Work to do: Look below for the line with "the horse's front". Extract that line and each one after it through the last, word for word.

Collection entries:
━━━━━━

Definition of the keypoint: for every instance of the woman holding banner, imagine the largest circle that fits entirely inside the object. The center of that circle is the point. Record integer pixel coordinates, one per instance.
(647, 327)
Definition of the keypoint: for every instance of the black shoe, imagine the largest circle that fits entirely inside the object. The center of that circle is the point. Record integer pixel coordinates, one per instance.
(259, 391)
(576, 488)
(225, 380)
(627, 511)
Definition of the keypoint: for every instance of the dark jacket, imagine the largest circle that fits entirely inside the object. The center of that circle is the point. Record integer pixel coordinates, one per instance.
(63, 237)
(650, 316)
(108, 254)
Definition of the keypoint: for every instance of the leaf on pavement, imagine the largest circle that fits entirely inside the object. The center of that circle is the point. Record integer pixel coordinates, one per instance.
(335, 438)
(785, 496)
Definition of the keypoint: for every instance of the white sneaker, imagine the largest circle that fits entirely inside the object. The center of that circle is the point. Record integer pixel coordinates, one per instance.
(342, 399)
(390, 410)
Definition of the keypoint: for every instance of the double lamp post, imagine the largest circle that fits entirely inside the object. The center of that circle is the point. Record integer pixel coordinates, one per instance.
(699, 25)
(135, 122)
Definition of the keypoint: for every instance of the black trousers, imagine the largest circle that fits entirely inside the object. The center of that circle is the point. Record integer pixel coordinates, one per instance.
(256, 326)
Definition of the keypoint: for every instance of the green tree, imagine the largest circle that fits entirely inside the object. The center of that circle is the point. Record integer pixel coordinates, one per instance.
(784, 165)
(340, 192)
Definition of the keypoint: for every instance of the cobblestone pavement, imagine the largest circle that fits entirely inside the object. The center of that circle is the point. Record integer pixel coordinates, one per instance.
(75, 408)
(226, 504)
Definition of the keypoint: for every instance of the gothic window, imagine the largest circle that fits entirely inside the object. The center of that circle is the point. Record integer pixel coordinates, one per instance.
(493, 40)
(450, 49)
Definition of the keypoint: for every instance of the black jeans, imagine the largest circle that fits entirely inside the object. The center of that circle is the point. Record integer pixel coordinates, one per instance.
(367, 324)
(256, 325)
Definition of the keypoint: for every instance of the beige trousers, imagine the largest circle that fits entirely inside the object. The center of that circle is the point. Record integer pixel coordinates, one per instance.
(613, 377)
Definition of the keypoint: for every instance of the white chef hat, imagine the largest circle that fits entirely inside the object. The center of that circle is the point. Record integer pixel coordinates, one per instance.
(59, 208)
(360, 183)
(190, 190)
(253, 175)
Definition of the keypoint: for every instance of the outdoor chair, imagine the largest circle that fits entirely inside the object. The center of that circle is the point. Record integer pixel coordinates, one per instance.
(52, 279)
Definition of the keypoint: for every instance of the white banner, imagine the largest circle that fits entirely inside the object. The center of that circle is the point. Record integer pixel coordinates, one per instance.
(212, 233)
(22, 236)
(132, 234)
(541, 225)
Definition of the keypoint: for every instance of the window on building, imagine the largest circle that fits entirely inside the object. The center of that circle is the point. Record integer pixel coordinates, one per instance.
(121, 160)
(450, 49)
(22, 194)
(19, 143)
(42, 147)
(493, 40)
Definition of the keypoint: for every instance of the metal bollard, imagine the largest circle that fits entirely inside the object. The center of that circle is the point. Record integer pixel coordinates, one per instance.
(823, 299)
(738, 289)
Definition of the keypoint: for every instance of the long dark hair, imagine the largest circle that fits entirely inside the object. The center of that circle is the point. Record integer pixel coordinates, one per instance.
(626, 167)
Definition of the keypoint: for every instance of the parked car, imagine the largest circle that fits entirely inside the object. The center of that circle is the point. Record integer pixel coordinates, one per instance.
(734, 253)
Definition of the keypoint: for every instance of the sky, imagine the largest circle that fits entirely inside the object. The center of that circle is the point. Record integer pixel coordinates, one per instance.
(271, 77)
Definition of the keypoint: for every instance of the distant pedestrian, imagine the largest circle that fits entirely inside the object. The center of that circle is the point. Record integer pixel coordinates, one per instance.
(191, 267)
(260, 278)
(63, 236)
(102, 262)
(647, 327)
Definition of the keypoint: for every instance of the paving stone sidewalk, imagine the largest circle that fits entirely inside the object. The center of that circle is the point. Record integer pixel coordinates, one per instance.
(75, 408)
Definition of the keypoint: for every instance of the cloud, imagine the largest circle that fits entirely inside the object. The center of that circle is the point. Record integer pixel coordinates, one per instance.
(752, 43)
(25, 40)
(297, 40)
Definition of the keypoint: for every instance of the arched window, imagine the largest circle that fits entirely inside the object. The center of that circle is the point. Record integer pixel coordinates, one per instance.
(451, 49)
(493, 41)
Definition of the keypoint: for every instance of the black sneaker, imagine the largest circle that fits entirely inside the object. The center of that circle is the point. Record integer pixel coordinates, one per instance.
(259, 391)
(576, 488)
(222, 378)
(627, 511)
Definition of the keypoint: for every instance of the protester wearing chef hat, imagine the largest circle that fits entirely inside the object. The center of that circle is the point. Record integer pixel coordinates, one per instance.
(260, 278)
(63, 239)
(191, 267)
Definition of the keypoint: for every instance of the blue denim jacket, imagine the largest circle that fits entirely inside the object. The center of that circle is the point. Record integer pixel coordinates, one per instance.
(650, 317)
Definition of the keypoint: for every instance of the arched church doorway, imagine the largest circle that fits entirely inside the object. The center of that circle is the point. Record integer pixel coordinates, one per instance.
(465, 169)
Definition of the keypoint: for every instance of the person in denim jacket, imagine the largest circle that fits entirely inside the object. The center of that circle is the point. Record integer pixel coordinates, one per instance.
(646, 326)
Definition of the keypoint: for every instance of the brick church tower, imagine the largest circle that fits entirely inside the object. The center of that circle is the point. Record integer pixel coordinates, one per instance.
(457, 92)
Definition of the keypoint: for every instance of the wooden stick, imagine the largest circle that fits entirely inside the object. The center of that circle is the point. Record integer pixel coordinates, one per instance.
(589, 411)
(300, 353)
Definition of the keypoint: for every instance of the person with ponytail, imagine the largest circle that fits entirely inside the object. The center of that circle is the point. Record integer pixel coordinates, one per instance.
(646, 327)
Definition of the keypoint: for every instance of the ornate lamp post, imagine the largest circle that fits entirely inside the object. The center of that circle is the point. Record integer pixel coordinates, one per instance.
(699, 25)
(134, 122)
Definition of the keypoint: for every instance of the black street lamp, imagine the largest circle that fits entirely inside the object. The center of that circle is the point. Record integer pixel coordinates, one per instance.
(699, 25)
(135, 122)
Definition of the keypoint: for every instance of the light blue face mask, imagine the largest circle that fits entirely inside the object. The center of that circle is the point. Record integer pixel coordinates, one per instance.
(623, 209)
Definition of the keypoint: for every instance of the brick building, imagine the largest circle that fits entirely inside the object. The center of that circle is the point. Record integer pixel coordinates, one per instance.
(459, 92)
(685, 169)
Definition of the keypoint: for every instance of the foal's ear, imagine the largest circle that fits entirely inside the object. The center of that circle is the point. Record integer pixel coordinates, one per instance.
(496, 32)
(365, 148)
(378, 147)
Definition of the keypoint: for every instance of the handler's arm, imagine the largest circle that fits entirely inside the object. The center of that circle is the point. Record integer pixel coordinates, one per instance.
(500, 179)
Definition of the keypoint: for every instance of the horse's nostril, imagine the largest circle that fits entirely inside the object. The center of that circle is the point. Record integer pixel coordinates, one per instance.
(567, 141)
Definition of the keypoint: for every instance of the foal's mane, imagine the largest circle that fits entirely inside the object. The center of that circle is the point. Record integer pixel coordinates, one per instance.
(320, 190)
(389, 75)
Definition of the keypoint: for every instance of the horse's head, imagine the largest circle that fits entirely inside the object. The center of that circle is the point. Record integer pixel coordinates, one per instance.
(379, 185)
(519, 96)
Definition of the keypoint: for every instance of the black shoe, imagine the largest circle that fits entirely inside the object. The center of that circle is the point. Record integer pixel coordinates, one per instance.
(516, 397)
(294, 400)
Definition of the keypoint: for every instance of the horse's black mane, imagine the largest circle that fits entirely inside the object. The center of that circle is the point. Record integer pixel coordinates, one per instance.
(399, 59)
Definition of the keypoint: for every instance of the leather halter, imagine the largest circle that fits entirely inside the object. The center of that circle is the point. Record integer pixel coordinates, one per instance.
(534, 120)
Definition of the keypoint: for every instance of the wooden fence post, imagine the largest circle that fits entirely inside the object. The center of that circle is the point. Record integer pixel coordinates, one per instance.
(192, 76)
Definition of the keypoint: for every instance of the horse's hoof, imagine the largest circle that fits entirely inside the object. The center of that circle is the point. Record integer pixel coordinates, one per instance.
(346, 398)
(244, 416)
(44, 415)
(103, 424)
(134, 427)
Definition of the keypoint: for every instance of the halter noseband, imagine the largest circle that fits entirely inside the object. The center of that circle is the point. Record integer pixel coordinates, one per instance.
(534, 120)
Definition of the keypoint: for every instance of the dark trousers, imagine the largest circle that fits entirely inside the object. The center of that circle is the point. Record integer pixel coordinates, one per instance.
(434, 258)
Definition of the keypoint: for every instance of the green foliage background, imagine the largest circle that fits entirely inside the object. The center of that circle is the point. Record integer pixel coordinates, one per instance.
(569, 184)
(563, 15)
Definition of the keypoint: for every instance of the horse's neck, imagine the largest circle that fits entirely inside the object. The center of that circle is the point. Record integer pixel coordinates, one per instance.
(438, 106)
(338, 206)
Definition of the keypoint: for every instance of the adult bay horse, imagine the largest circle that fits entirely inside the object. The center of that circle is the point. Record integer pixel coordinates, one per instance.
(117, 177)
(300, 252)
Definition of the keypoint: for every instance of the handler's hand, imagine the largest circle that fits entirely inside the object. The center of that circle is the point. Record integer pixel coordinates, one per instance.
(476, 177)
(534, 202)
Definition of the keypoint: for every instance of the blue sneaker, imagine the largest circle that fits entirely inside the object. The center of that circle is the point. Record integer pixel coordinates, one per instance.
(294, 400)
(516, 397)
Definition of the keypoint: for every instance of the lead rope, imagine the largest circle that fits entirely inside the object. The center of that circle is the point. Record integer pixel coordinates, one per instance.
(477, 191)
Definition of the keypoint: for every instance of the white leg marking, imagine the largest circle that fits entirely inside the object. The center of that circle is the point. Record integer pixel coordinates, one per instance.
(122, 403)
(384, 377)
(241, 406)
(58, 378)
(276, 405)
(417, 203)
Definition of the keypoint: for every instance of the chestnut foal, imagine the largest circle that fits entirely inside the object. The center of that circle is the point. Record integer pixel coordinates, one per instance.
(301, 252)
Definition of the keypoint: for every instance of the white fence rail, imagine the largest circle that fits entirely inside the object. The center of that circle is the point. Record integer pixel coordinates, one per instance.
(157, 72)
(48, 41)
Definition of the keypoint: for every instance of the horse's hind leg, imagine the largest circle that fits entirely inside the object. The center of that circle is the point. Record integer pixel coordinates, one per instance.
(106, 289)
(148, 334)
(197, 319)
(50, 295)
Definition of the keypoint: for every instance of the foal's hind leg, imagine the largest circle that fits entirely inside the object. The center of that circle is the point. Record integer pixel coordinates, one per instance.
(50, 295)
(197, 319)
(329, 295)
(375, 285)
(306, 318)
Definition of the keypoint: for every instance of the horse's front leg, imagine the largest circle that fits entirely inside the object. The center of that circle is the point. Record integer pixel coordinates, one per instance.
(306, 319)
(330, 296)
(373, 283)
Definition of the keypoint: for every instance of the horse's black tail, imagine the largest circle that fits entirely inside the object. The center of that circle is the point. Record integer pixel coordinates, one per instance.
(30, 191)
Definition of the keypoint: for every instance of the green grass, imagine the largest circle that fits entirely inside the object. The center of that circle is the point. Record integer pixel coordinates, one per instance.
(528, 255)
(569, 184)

━━━━━━

Final answer:
Definition of the keypoint: for every instance of the horse's front leg, imagine the largest circle that fits entirely inside the object. The center of that circle is the point. Record integer pixel coordinates, one per instance.
(306, 319)
(330, 296)
(373, 283)
Definition of the keypoint: for every instance of the horse's black tail, imagine the largest circle that fits entirely inside the object. The center of that circle is the point. Record integer pixel coordinates, one per instance.
(30, 191)
Definition of the keypoint: for every instance of the green grass, imagine the largest circle that fits entirely inside the object. The center of that circle is the point. Record integer pixel coordinates, one per instance.
(528, 255)
(569, 184)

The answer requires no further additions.